Data records:
※ ※ ※

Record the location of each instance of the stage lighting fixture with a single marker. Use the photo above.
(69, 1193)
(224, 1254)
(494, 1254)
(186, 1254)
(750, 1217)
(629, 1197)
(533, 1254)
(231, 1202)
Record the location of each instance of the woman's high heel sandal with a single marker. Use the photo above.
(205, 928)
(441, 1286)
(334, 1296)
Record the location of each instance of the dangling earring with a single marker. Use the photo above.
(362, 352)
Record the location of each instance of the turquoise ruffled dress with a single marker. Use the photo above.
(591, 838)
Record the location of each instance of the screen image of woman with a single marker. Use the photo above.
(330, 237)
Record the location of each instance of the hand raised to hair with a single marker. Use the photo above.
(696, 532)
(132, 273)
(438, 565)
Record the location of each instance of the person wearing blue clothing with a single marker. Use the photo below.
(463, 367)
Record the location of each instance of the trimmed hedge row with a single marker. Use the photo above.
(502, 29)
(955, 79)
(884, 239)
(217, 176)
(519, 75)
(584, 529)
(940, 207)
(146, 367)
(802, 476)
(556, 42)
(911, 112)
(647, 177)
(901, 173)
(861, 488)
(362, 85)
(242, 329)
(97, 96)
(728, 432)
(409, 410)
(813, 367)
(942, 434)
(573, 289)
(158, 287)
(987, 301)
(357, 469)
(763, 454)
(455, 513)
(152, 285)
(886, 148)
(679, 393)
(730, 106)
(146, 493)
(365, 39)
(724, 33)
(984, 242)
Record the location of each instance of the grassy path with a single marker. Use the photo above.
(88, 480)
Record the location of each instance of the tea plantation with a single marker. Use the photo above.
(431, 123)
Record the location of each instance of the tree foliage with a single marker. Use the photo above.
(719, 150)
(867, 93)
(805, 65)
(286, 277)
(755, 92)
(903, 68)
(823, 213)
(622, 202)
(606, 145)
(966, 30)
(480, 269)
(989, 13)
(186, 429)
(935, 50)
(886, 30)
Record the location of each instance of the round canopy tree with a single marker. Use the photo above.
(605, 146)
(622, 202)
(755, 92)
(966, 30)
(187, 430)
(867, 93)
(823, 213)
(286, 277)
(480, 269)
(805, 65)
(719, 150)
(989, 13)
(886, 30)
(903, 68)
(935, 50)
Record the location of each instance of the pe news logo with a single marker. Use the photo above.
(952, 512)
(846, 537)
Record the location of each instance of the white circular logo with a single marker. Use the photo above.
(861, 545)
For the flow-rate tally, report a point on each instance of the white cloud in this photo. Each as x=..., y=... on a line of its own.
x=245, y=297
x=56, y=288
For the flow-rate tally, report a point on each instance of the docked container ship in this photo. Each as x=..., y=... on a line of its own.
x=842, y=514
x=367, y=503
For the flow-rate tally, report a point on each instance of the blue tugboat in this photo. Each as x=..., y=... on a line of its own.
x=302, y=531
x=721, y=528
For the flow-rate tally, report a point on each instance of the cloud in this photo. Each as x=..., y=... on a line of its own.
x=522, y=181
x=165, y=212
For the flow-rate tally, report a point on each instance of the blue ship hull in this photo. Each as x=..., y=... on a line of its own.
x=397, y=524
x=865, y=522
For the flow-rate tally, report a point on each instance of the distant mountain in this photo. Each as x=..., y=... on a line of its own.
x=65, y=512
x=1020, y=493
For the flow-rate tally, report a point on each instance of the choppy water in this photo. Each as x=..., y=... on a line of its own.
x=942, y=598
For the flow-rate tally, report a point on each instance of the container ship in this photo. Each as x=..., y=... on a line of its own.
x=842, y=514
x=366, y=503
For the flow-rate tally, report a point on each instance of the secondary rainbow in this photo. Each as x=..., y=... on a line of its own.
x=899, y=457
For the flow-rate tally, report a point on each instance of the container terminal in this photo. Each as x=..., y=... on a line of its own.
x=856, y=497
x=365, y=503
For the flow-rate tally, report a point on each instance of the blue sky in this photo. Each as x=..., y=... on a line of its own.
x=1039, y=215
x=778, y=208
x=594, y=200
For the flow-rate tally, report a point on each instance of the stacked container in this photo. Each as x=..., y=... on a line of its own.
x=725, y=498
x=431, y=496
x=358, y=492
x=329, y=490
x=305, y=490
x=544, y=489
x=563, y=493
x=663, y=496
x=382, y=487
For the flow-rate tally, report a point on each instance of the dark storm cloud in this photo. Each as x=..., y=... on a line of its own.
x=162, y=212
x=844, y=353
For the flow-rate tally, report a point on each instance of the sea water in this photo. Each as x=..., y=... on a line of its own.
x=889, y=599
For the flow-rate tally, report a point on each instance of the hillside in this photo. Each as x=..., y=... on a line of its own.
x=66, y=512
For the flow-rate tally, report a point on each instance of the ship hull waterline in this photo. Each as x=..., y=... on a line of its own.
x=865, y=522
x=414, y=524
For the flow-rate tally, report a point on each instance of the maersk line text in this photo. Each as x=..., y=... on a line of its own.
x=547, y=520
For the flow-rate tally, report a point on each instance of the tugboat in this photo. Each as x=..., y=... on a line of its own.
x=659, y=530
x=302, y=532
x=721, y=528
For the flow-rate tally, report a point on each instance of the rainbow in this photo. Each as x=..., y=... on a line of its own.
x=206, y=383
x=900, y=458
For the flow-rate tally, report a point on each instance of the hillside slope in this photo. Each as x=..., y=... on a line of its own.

※ ※ ※

Would you transcribe every entry exactly, leaving nothing out?

Record the location of each instance of the stage lighting fixture with a single marker. Use the photo above.
(69, 1193)
(224, 1254)
(494, 1254)
(186, 1254)
(750, 1217)
(629, 1197)
(533, 1254)
(231, 1202)
Record the location of each instance of the woman's high heel sandal with a single marker. Use the photo above.
(205, 928)
(441, 1286)
(334, 1296)
Record the location of each instance of the dangling earring with a single marker. Use the photo above.
(362, 352)
Record the location of each instance of the turquoise ruffled dress with a single marker. Use the photo above.
(591, 838)
Record the location of each instance of the screen image of woman with a single marker. Use the photo above.
(330, 237)
Record the location of each instance of the hand raised to hair with a single marker. Use the photo above.
(696, 532)
(132, 273)
(438, 565)
Record the location of each instance of the person wearing blue clothing with a single marker. Use the photo below.
(463, 367)
Record the location of each instance of the trimmed hedge row with a single marker. Use the photo above.
(502, 29)
(955, 79)
(884, 239)
(217, 176)
(519, 75)
(584, 529)
(940, 207)
(146, 367)
(802, 476)
(556, 42)
(911, 112)
(647, 177)
(901, 173)
(861, 488)
(362, 85)
(242, 329)
(97, 96)
(728, 432)
(409, 410)
(813, 367)
(942, 434)
(573, 289)
(158, 287)
(987, 301)
(357, 469)
(763, 454)
(455, 513)
(152, 285)
(886, 148)
(679, 393)
(730, 106)
(146, 493)
(365, 39)
(724, 33)
(984, 242)
Record the location of each instance of the grassy path with a single marker. Use the photo above.
(88, 480)
Record the location of each instance of the tea plantation with a single marker. Use the photo above.
(431, 123)
Record the location of each instance of the tree foliage with a single marker. Use the photo above.
(719, 150)
(867, 93)
(805, 65)
(286, 277)
(755, 92)
(903, 68)
(823, 213)
(622, 202)
(606, 145)
(966, 30)
(480, 269)
(989, 13)
(186, 429)
(935, 50)
(886, 30)
Record the location of each instance of the round canopy tree with a single marker. Use the photo above.
(605, 146)
(622, 202)
(755, 92)
(966, 30)
(187, 430)
(867, 93)
(823, 213)
(286, 277)
(480, 269)
(805, 65)
(719, 150)
(989, 13)
(886, 30)
(903, 68)
(935, 50)
Record the location of each instance of the pe news logo with a single marker. Use the photo above.
(952, 512)
(846, 537)
Record the location of each instance of the white circular logo with a single marker. Use the photo above.
(861, 545)
For the flow-rate tally, report a point on each instance of the white cloud in this photo. Each as x=..., y=... on a line of its own.
x=245, y=297
x=56, y=288
For the flow-rate tally, report a point on each instance of the docked container ship in this photo. Each as x=..., y=... on a line of its own.
x=842, y=514
x=367, y=503
For the flow-rate tally, report a point on each instance of the blue tugboat in this photo. Each as x=..., y=... on a line of its own.
x=302, y=531
x=721, y=528
For the flow-rate tally, report a point on each instance of the cloud in this photo. Each as x=..., y=... on a line of its own.
x=522, y=181
x=165, y=212
For the flow-rate tally, report a point on each instance of the blue ship hull in this photo. Each as x=..., y=... on a line of its own.
x=397, y=524
x=865, y=522
For the flow-rate tally, report a point on each instance of the distant mountain in this photo. Each as x=..., y=... on a line of its own.
x=65, y=512
x=1020, y=493
For the flow-rate tally, report a point on each instance of the choppy water in this photo. Each as x=..., y=... on a line of its own.
x=942, y=598
For the flow-rate tally, report a point on each instance of the container ship in this photo. Each as x=..., y=... on a line of its own.
x=842, y=514
x=366, y=503
For the flow-rate tally, report a point on each instance of the secondary rainbow in this photo. Each as x=..., y=... on a line of its own.
x=899, y=457
For the flow-rate tally, report a point on each instance of the container terminal in this photo. Each as x=..., y=... on a line of its own.
x=856, y=497
x=365, y=503
For the flow-rate tally, report a point on each instance of the blue sky in this photo. Each as x=..., y=... on a line of its own.
x=1039, y=215
x=778, y=208
x=594, y=200
For the flow-rate tally, report a point on each instance of the stacked container in this photo. Each as x=..., y=... on a line of its own.
x=725, y=498
x=431, y=496
x=358, y=492
x=329, y=490
x=305, y=490
x=544, y=489
x=563, y=493
x=663, y=496
x=382, y=487
For the flow-rate tally, report a point on each instance of the dark storm cloud in this photo. Each as x=..., y=... on a line of its own.
x=162, y=212
x=844, y=353
For the flow-rate tally, report a point on each instance of the sea water in this photo. Each as x=..., y=... on a line of its own.
x=889, y=599
For the flow-rate tally, report a point on each instance of the hillside in this photo. Each as x=..., y=... on a line of its own.
x=66, y=512
For the flow-rate tally, report a point on each instance of the ship hull waterline in this photo. Each as x=..., y=... on a line of its own.
x=865, y=522
x=414, y=524
For the flow-rate tally, report a point on each instance of the maersk line text in this photo. Each as x=..., y=... on a line of its own.
x=547, y=520
For the flow-rate tally, report a point on each instance of the tugboat in this photo. Each as x=..., y=... on a line of its own.
x=659, y=530
x=302, y=532
x=721, y=528
For the flow-rate tally, report a point on each instance of the rainbow in this photo. Each as x=..., y=... on a line of its own.
x=206, y=383
x=900, y=458
For the flow-rate tally, report a point on each instance of the hillside slope in this photo. Each as x=..., y=... on a line of its own.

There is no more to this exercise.